_Selected extract_:
___

A lot of people keep throwing around the word "digital" like it's a wonder drug. I have yet to see much in the way of synergies between television and the Net. Yes, some people are streaming shows instead of watching them on TV. The only way that helps broadcasters is that on the Net you can prevent people from skipping commercials, which you can't do when they've recorded your TV show.

But the additional promotional content on the website, the additional minutes of the Jon Stewart interview, the Alternate Reality Game -- these are all "added value" for the consumer of TV that don't necessarily put more money in the pocket of the broadcaster.

It's disingenuous for the Conservatives to say, "Hey, you need less money now 'cause there's DIGITAL!" Prices aren't "dropping." Broadcasting TV is actually really cheap. Transmitters don't cost a lot, and the customers buy their own TVs. What costs is making quality programming that people want to watch. You don't save anything broadcasting a sitcom over the Net. It still needs to have decent production values, great acting, great directing and great writing.

___

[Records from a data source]
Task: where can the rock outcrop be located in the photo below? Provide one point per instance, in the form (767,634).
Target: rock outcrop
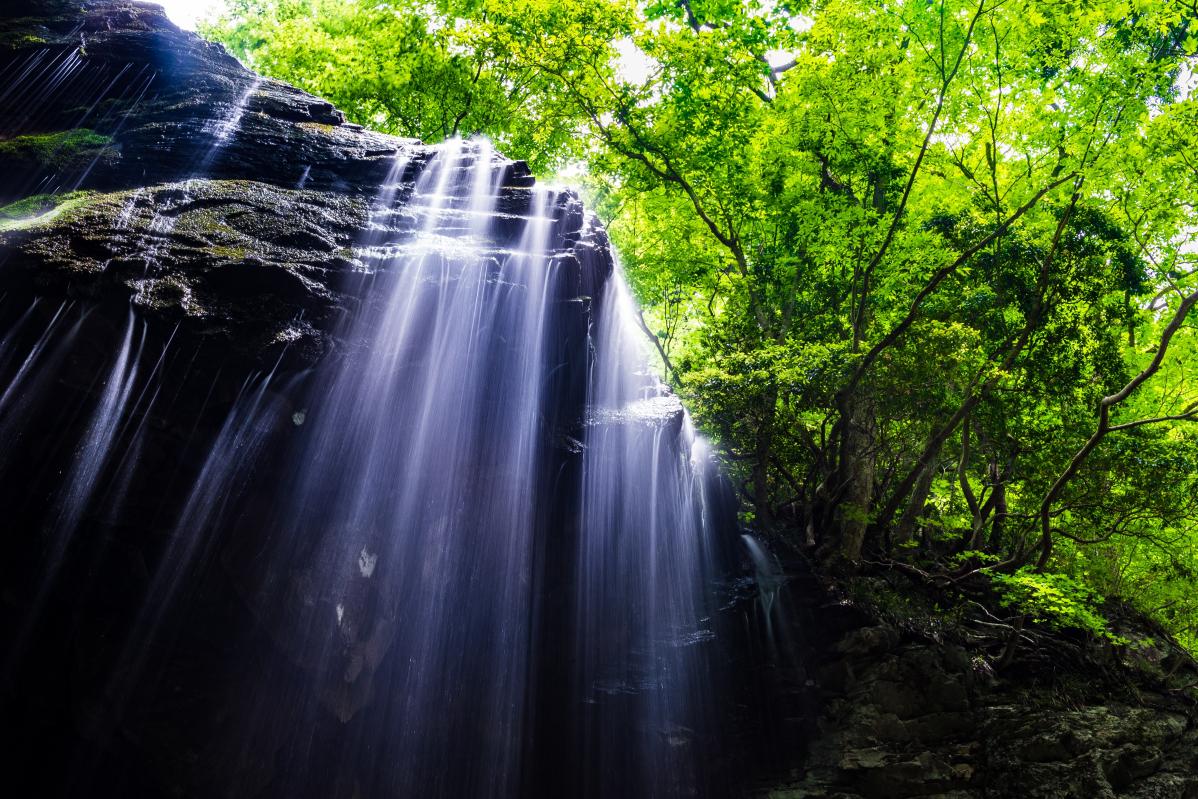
(919,695)
(141,162)
(147,169)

___

_Problem requirements_: Extend the commentary on television broadcasting and the Net, starting after its final sentence.

_Answer below_:
Technology is actually a threat. For over the air (OTA) broadcasters, technology is a tsunami and they're the low-lying coastal areas. In the medium run, the advertising model for television is untenable. People are watching fewer and fewer commercials. Cable channels can laugh it up, 'cause they're paid for by subscription. But I think free broadcast is doomed within the next 10 years, and maybe in as little as 5. Product placement isn't going to fill the gap. Broadcasters are going to have to replace airing stuff for free with iTunes-style downloads, pay-per-view streaming, and more subscriptions.

Or explain to me how I'm wrong.

I have no idea how we're going to rework Cancon so it works in the new environment. The current model forces broadcasters to air a (pitiably small) number of hours of homemade programming. As more and more content shifts to other delivery systems, we'll need Cancon requirements for those, too.

Don't count on the Conservatives to provide them. But dollars to doughnuts there's an election in the Fall, and I think Michael Ignatieff gets it. (I know Justin Trudeau does 'cause I've had him over for lunch.)

Meanwhile, when some Minister says, "Hey, you don't need money, you just need to go all DIGITAL," just ask him how, exactly, "digital" is supposed to fix what's wrong with broadcasting.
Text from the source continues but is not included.